- PROBLEM SET -
**A)** List every person whom the essay on the rally shooting mentions by name.
**B)** Translate this sentence from the essay on the rally shooting into French: "We are a violent nation and a violent species."
**C)** Take the essay on the rally shooting further, picking up after its final sentence.

- SOURCE DOCUMENT -
☆ ☆ ☆ ☆ ☆ ☆ ☆
Last Saturday, as you no doubt know by now, an attempt was made on the life of the former president at a campaign rally in Pennsylvania. Two lives were lost, that of the assailant and of a husband and father protecting his family. Two others were seriously wounded. Mr. Trump sustained a minor injury. As I write this, more details about this tragic event are being revealed. Some of these details support and others contradict what was shared on social media in the minutes and hours after the shooting.
Last Sunday to address the shooting, before the readings from scripture, I took a moment to tell the story of King David, his son Absalom, and David’s general Joab (2 Samuel 15-19). I said that as we think about Saturday’s events, David’s voice, the voice of lament, is the faithful voice for God’s faithful people to listen to and to express.
A voice of lament I wish to raise here is one against political violence. Many prominent public officials, from President Biden on down, were quick to say after Mr. Trump was shot that there is no place in this country for political violence. It is not who we are as Americans. I lament that this simply isn’t true.
Politics is how we live and how we live together – it’s not merely how we elect people. The entire history of what came to be the United States until today has been and is politically violent: the treatment of indigenous peoples by the first European explorers and westward settlers; the capture and enslavement and brutality toward peoples of African descent; the wars we have fought on our own soil and across the globe; the overt and covert support or overthrow of governments in other nations; the military-industrial complex; the calculating care-less-ness of capitalism; the policing and carceral state; the ruthless behavior of criminals and organized crime; the glorification of cowboy culture, gangsters, and superheroes in literature, television, and film. We are a violent nation and a violent species. There is always a place in America for political violence – it seems we haven’t the imagination or will to act without political violence. It is how we exercise our power. It is how we build our cities and our systems. It is how we get things done.
☆ ☆ ☆ ☆ ☆ ☆ ☆
(Stored data entries)
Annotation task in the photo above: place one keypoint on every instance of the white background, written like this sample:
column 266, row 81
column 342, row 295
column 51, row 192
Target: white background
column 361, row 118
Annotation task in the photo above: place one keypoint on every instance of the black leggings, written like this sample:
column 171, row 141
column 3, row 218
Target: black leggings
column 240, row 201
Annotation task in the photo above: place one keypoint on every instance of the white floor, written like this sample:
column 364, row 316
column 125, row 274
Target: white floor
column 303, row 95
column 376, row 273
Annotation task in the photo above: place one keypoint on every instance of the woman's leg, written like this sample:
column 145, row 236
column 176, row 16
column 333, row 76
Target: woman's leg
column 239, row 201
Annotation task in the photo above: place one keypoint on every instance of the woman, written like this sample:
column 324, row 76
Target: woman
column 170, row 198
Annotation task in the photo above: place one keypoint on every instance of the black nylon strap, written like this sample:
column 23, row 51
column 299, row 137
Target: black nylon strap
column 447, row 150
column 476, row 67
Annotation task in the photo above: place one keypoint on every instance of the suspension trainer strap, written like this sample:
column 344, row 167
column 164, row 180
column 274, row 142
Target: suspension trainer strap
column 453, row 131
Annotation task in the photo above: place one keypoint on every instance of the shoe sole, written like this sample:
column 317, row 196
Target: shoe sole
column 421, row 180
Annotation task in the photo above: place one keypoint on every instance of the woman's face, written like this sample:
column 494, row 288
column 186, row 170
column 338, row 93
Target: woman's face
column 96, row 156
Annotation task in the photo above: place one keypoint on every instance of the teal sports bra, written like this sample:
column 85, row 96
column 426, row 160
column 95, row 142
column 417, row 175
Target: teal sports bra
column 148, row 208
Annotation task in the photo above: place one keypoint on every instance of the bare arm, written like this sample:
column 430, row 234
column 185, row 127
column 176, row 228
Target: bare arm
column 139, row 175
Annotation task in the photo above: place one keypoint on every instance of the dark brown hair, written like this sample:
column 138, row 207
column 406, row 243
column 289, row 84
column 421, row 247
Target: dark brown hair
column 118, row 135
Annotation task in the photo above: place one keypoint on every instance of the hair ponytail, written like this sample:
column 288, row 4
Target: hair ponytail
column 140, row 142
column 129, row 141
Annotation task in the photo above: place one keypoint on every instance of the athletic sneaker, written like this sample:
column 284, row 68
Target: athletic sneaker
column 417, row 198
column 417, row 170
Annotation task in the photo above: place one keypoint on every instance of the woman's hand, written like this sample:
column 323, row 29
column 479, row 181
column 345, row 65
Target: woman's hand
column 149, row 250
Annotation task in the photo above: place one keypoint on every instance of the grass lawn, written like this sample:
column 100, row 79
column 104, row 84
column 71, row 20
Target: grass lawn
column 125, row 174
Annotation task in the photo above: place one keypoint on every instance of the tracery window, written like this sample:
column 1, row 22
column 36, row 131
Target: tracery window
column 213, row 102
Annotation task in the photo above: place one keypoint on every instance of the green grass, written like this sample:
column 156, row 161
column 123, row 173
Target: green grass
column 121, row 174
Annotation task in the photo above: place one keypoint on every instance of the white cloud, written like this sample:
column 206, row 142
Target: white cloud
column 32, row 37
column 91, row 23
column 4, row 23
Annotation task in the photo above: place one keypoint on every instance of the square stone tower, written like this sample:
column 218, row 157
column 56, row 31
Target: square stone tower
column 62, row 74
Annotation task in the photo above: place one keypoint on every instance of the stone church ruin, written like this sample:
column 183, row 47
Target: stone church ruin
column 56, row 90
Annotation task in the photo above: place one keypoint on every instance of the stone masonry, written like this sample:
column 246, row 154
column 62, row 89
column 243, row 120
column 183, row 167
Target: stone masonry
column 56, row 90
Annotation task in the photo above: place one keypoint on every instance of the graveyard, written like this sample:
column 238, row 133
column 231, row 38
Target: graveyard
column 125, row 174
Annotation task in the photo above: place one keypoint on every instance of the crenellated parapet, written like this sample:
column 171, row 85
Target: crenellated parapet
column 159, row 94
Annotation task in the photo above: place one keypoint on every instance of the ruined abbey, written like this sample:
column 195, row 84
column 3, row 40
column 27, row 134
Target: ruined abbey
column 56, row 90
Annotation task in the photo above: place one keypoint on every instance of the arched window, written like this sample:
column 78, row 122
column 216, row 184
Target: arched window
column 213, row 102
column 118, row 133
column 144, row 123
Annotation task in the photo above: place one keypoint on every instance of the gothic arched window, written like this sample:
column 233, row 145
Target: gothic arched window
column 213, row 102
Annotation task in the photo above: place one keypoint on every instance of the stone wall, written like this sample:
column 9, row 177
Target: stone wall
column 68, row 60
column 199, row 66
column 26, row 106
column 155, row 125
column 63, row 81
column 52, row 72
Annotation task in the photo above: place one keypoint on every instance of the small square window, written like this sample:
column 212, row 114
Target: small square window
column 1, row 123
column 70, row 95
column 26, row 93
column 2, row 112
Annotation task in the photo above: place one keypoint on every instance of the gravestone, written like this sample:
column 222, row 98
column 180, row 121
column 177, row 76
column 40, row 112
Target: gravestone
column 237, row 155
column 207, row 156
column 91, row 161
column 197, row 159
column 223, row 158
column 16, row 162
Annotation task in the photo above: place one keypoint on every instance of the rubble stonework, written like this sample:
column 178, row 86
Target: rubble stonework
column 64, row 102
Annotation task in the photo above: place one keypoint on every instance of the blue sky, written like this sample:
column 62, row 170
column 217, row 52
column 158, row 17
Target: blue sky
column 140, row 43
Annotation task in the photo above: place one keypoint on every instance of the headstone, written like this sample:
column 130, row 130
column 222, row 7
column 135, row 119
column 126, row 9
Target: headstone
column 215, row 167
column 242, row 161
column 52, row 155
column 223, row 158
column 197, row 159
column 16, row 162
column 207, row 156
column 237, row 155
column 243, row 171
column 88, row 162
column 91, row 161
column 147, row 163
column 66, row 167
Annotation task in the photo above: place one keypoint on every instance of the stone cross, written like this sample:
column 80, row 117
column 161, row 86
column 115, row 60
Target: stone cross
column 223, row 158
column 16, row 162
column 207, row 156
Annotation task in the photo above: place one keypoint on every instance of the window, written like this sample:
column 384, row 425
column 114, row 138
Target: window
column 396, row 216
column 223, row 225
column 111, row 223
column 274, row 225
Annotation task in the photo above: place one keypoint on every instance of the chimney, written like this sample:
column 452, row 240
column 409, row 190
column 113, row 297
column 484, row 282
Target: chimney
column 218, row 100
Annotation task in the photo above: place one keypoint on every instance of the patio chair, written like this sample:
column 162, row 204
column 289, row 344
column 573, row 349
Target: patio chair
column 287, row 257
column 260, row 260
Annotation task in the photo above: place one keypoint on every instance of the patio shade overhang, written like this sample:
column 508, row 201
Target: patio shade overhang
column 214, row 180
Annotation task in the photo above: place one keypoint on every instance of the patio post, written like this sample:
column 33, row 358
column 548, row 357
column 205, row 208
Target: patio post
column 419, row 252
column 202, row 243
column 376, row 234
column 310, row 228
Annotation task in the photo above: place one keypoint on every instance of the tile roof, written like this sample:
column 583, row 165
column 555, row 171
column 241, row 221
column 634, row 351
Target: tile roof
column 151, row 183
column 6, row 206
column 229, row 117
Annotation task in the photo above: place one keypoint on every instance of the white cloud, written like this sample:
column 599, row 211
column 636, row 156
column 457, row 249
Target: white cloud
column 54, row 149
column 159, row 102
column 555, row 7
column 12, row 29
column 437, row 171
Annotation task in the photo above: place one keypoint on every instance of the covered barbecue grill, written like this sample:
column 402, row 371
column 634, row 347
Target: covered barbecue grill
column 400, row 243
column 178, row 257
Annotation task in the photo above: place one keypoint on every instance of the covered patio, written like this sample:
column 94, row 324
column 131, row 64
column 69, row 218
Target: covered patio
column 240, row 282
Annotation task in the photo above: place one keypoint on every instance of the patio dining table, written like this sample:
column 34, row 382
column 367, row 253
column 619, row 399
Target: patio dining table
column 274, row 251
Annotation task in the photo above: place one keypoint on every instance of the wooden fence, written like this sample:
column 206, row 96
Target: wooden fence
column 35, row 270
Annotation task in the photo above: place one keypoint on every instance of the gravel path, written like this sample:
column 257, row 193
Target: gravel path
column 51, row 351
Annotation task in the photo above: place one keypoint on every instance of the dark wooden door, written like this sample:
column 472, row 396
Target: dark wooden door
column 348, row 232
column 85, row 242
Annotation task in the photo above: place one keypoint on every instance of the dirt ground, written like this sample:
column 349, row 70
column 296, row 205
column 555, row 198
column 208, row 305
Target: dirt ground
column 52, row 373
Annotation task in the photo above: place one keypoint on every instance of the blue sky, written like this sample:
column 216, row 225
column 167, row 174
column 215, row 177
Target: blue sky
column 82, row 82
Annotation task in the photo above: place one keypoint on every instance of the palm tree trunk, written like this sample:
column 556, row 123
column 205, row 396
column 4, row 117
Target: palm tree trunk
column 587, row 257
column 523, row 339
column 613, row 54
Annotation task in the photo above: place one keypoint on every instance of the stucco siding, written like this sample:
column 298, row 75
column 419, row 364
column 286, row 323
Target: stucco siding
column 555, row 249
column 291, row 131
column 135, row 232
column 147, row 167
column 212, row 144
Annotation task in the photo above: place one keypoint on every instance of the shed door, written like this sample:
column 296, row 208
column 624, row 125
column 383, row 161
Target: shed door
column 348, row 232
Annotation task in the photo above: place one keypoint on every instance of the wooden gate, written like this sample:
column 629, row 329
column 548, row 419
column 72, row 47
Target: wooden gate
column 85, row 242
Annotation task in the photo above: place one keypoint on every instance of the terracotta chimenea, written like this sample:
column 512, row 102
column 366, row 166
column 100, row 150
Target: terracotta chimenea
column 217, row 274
☆ ☆ ☆ ☆ ☆ ☆ ☆
- ANSWERS TO THE TASKS -
**A)** King David, Absalom, Joab, President Biden, Mr. Trump

**B)** Nous sommes une nation violente et une espèce violente.

**C)**
This is lamentable, at least it is for me. And I believe that through Christ, incarnate and ascended, God laments when we behave this way – we Americans and we residents of the Earth. God became one of us in the person of Jesus to show us another way. Too many who claim to be his followers, myself included, too easily succumb to this sin by participating in it, benefitting from it, acquiescing to it.
What is to be done?
We can recall and celebrate those few saints who managed to live as non-violently as they could amid the violence of their cultures.
We can choose tempered, compassionate, self-effacing responses to the insults that come our way.
We can commit to speech and behavior of our own that promotes peace.
And we can be patiently truthful in admitting to ourselves and to others the violence in our nation’s past and present, that it is who we are – but it doesn’t have to be.
These are not Pollyannaish suggestions. I’m not charging you with changing the world. I am inviting you, in the ways that any of us can, to choose a better path.
Take a breath before you speak. Think a second time, and a third, before you act. Consider the purpose of your liking and sharing that snarky and sarcastic meme on social media.
And, above all, pray. Ask God for the grace you need to know God’s desire and will for you, and for the grace you need to accomplish it. Despite our violence tendencies and actions, we are mostly good, made in God’s image, loved deeply and limitlessly, trusted implicitly to share the Good News and to bear good tidings. We are made not to fall and fail but to shine as lights of the world.